- Aim of the exercise:
Find every line below where the string "target" shows up, and copy those lines.

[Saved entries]
Segment Open
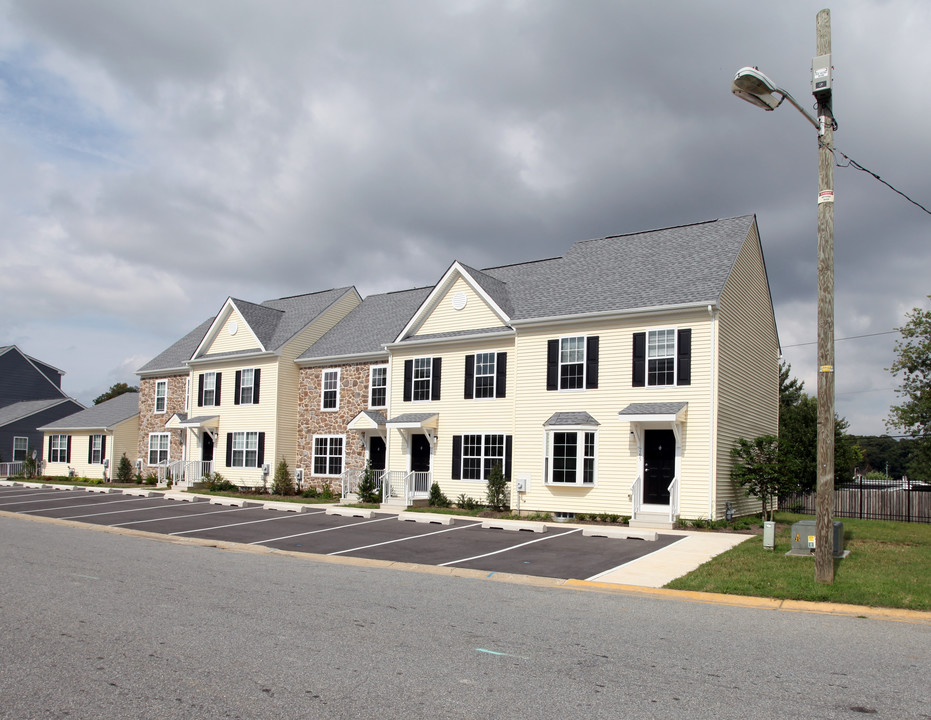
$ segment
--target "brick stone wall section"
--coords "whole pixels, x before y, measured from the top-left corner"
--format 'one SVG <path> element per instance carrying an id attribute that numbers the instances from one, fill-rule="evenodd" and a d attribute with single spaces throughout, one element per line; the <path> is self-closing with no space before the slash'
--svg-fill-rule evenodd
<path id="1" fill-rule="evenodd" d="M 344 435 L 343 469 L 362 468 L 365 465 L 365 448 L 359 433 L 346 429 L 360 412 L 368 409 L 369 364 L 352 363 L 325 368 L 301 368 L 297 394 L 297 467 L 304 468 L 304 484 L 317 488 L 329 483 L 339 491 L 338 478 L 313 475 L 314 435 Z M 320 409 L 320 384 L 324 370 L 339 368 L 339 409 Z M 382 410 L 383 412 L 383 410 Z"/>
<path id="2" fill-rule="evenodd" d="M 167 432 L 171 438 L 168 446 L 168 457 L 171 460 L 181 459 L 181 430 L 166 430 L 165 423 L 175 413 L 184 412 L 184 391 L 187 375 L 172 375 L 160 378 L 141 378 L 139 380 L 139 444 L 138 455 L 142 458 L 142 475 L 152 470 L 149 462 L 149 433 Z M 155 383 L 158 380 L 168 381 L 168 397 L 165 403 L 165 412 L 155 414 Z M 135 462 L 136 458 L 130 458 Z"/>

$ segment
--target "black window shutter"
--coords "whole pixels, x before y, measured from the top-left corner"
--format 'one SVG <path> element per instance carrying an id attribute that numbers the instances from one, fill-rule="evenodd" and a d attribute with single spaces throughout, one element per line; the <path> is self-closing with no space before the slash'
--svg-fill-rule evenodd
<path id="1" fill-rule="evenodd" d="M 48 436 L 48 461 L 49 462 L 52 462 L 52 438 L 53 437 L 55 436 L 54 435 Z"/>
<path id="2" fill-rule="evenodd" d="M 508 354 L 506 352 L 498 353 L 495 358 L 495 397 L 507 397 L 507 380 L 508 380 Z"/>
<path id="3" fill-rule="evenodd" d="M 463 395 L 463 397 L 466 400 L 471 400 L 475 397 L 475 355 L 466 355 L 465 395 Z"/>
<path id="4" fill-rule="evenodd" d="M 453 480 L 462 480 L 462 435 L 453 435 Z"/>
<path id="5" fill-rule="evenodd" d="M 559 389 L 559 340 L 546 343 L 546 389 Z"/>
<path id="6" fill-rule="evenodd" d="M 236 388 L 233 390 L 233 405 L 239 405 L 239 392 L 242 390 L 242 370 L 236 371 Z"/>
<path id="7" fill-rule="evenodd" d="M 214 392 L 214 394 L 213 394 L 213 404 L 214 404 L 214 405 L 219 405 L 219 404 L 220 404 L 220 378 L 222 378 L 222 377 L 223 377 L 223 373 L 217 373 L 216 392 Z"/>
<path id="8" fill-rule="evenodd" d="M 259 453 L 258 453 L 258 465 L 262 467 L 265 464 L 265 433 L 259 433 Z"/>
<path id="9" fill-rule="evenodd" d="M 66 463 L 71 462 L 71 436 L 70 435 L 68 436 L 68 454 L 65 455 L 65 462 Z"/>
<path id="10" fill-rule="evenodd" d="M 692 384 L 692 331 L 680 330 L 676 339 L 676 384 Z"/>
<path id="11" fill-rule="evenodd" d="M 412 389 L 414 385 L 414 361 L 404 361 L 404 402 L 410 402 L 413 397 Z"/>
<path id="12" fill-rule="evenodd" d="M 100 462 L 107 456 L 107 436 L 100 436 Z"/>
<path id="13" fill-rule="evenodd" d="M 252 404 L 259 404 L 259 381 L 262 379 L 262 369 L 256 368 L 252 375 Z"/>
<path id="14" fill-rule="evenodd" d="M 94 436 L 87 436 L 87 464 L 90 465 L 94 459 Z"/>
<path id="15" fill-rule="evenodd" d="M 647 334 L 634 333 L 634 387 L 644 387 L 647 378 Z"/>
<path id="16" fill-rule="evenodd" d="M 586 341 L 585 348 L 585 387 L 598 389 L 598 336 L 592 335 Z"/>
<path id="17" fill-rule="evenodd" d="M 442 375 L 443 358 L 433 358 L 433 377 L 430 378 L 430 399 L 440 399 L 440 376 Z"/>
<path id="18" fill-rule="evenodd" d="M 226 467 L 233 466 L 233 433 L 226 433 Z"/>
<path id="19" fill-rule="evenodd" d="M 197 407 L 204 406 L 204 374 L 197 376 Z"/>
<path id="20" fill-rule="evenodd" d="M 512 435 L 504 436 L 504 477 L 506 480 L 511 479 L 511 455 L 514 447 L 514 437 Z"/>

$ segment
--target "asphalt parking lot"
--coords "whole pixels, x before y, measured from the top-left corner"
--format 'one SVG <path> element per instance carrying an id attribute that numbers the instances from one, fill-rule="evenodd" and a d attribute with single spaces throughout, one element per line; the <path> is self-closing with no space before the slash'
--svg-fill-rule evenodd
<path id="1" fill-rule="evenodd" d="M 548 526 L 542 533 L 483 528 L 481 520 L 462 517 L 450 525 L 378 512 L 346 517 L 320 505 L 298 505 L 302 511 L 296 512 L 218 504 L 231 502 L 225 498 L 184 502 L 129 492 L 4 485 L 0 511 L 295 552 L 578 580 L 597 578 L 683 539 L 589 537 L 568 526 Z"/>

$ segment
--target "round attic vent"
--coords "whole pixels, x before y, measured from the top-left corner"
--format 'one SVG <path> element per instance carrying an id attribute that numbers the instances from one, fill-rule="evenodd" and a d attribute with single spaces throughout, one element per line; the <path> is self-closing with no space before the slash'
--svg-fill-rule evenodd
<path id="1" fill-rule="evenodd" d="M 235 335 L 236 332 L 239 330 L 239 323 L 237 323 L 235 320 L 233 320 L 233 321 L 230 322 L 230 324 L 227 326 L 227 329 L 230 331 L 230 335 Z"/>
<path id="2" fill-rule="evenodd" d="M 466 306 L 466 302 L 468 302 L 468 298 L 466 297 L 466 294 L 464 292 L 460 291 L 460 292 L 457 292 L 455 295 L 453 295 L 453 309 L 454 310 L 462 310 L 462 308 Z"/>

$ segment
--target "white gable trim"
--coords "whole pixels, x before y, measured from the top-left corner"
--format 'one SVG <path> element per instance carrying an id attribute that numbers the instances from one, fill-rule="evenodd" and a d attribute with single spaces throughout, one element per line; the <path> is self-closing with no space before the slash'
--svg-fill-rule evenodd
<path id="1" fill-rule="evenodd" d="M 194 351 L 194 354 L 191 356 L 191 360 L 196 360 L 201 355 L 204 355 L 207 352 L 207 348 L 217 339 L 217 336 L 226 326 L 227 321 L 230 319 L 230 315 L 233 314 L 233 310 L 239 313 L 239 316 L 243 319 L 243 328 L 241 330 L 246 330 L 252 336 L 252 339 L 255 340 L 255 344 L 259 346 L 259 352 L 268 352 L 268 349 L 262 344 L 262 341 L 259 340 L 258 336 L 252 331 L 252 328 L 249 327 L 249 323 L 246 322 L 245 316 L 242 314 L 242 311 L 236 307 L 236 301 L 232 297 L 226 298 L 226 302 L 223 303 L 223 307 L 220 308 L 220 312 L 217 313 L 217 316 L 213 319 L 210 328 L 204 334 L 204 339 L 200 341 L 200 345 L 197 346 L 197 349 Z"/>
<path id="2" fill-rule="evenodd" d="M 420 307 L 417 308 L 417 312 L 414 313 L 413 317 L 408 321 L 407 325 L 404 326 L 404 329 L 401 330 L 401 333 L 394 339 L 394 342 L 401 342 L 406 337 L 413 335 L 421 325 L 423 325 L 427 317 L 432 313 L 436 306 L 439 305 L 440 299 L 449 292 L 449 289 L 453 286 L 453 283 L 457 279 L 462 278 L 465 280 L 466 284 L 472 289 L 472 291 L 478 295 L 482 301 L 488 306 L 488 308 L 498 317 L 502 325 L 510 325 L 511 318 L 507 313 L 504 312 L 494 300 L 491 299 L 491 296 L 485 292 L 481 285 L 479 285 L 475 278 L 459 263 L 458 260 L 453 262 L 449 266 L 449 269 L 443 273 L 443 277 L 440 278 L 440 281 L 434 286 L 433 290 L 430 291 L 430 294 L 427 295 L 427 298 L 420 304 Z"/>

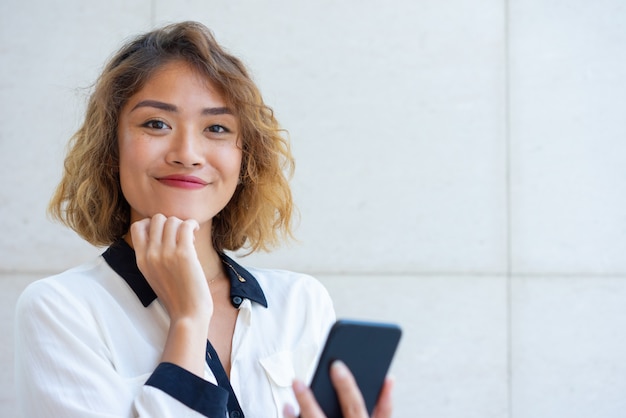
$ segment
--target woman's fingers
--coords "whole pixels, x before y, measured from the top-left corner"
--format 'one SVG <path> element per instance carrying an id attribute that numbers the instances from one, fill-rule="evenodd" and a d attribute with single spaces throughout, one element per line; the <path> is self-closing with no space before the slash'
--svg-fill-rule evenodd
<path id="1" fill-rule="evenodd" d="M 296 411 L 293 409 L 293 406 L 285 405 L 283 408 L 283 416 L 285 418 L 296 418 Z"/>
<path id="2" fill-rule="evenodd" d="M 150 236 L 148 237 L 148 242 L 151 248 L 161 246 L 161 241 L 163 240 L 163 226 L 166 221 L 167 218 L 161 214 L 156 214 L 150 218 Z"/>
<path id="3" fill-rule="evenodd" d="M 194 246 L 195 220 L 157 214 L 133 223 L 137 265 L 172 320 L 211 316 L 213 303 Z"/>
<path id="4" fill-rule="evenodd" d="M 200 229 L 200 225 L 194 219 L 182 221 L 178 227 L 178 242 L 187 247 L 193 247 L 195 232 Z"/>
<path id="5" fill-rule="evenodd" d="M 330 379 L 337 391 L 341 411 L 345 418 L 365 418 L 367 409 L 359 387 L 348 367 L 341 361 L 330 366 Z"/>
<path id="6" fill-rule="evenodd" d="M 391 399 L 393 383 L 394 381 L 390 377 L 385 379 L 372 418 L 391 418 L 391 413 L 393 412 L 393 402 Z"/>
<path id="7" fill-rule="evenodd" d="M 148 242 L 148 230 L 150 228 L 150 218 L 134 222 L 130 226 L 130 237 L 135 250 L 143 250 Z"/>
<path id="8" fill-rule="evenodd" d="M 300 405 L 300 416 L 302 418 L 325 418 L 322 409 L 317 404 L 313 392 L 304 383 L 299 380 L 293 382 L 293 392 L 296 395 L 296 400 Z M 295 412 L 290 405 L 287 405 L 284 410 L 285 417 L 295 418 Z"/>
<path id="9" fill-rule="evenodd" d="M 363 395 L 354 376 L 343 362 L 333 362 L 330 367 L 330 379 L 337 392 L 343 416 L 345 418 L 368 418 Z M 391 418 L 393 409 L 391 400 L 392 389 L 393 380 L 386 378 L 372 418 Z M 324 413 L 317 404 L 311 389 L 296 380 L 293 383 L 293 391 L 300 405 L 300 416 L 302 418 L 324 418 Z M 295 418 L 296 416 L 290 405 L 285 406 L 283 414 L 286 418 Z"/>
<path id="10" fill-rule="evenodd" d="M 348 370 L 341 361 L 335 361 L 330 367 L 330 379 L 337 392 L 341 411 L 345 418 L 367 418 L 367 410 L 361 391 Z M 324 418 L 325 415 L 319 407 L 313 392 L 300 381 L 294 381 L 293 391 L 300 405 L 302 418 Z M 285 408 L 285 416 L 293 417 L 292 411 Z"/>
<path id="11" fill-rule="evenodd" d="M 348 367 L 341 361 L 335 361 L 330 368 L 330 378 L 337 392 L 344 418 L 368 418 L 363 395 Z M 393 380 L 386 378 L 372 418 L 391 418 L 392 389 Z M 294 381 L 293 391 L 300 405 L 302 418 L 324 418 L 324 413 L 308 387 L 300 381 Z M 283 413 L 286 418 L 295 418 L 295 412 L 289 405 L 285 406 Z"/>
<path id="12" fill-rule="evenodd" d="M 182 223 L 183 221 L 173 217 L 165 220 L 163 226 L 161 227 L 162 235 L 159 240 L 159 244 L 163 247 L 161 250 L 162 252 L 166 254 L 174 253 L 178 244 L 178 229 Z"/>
Segment Closed
- Expected answer:
--target "brick stone wall section"
--target "black window shutter"
--target "asphalt parking lot"
--target "round attic vent"
--target "white gable trim"
--target woman's fingers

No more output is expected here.